*SHORT TASK A:* List every Bible passage cited in the passage on the Cross as a triumph over all that comes from a book other than John, giving each reference as the text writes it.

*PASSAGE SHOWN:*

VI. A Triumph Over All. All the representatives of the forces of evil were cast off and put to shame by His dying on the Cross. "The hostile princes and rulers He shook off from Himself, and boldly displayed them as His conquests, when by the Cross He triumphed over them" (Col_2:15). The strong and mighty Prince of Darkness held His goods in peace till Christ, the stronger than he, overcame him by the power of His Cross, and took from him every weapon wherein he trusted. The death and resurrection of Jesus Christ was not only the frustration of the purposes of those organised powers of evil, manifested in those priestly rulers and Roman princes, but it was also a triumph over all humanity. Hear Christ’s own solemn words in this matter. He had just been confessing that "Now is My soul full of trouble." The agony of that awful death upon the tree was already coming upon Him. "But," He says, "for this purpose I have come to this hour." Then, after the heavenly voice has spoken a word of comfort to Him, He said, "Now is the judgment of this world; now will the prince of this world be driven out, and I, if I am lifted up from the earth, crucified upon a Cross-will draw all men to Me" (Joh_12:27-32). "This He said to indicate the kind of death He would die" (Joh_9:33). This "kind of death" was to be so wonderfully unique and powerful that it would affect, in one way or another, all men, as well as all devils and holy angels. All men must be drawn to Him, either for grace or judgment, because, by virtue of Christ’s dying for the sin of the world, and being raised again, God hath appointed Him as Judge of the world (Act_17:31). Because He was lifted up on the Cross, He is now lifted up on the Throne. All men must appear before Him, either at the Throne of Reward (2Co_5:10), or at the Great White Throne of Eternal Judgment (Rev_20:11-15): either as sinners saved by His blood, or as sinners who have deliberately rejected His sacrifice, or died in ignorance of it. The fact that all men will be drawn to Him can in no wise prove that all men will be saved; but it proves that because Christ died to make reconciliation for all, all are accountable to Him who is to "judge the quick and the dead." The ungodly will see the power of the Cross of Christ in a new light when they see the nail-pierced Saviour seated as Judge of all the earth upon His throne of whiteness. Surely the Judge of all the earth shall do right after having given Himself for the redemption of the world.

*SHORT TASK B:* How many lines in the rows below contain the word "dark"? Give only the number.

*Stored items from a collection:*

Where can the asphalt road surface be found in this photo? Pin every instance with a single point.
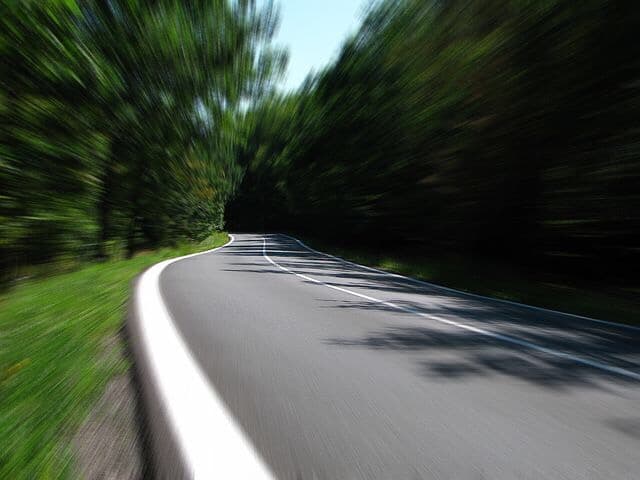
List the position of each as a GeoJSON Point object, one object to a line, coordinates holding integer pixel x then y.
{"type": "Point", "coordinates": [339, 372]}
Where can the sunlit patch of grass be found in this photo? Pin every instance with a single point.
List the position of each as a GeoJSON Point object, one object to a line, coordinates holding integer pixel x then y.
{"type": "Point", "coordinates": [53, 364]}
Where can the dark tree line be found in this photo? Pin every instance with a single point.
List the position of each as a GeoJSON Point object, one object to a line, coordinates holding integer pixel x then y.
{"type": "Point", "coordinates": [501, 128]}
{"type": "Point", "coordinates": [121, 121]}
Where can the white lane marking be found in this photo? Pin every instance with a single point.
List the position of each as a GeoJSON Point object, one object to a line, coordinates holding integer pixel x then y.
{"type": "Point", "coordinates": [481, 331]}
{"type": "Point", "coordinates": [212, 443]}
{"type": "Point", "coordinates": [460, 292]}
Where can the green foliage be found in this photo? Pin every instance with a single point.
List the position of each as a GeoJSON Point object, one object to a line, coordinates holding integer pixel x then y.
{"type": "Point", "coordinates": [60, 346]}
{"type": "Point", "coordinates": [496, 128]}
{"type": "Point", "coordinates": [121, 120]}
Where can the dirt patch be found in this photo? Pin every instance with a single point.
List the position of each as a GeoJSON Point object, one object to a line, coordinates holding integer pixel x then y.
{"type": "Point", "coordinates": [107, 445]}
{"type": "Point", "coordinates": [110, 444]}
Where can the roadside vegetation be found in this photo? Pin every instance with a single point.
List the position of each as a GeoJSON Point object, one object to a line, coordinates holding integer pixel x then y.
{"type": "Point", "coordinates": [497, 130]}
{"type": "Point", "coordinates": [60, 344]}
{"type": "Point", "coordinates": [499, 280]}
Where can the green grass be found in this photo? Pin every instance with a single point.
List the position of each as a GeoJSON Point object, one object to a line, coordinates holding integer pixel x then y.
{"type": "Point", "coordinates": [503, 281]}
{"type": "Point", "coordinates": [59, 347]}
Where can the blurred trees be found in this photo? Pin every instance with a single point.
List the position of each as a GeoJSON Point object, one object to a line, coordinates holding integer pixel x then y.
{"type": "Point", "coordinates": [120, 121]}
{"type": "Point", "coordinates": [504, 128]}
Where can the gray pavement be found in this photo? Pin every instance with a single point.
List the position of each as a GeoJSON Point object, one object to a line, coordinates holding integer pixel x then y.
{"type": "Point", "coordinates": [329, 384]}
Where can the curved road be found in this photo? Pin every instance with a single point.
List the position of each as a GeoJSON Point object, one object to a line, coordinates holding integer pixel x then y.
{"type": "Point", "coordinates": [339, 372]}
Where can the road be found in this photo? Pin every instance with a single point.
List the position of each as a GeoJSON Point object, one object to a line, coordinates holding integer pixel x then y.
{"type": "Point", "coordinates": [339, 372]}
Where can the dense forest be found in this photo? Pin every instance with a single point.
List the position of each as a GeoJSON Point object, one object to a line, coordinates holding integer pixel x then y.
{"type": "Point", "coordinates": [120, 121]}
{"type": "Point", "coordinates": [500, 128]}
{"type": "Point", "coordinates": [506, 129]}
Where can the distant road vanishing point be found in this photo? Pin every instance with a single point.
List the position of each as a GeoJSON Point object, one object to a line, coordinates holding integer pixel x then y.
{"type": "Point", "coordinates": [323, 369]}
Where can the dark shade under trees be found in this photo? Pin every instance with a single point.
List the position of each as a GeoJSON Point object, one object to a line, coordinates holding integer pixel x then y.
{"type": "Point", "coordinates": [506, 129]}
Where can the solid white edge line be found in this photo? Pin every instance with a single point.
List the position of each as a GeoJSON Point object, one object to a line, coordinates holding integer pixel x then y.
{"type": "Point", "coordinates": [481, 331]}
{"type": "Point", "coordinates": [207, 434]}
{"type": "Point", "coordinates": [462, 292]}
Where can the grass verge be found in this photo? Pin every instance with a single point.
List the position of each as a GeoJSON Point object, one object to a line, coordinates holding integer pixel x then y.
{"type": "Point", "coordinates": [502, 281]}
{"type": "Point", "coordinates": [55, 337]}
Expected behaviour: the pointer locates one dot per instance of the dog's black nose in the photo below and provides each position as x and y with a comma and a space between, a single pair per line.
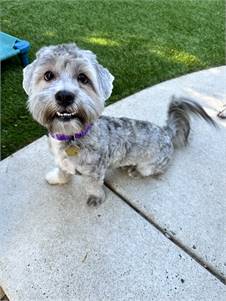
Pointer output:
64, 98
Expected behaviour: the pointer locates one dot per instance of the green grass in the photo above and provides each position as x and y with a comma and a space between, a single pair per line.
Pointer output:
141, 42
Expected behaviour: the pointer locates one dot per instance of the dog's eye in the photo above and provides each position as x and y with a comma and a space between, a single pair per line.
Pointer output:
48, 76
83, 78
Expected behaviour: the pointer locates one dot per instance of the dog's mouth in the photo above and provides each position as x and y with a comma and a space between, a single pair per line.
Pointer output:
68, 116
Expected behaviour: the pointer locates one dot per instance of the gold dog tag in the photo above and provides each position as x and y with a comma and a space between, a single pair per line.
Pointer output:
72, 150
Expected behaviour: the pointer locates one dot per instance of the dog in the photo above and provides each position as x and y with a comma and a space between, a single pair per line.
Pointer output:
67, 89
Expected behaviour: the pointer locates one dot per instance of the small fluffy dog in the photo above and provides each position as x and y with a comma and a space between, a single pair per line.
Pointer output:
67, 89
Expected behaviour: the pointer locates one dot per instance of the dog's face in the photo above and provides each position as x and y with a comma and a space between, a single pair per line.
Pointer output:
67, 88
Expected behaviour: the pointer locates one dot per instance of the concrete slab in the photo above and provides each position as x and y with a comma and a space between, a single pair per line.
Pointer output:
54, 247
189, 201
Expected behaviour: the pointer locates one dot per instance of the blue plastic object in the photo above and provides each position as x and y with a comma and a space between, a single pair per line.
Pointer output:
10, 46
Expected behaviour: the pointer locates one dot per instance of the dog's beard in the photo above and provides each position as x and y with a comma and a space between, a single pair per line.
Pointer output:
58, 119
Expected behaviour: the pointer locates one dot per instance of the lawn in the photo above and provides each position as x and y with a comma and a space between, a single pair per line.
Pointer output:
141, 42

*WRITTEN ANSWER A:*
Col_2:15
Act_17:31
2Co_5:10
Rev_20:11-15

*WRITTEN ANSWER B:* 2